Reproduce the following data line for line, without changing anything.

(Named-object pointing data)
____
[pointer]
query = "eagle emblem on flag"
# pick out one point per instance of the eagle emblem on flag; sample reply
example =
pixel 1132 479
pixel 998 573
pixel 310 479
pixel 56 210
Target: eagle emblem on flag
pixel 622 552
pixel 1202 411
____
OUTPUT BELOW:
[pointer]
query = "eagle emblem on flag"
# pick out one point per instance of the eagle emblem on flag; sample reply
example =
pixel 1132 479
pixel 998 573
pixel 310 479
pixel 56 210
Target: eagle emblem on flag
pixel 622 552
pixel 1202 411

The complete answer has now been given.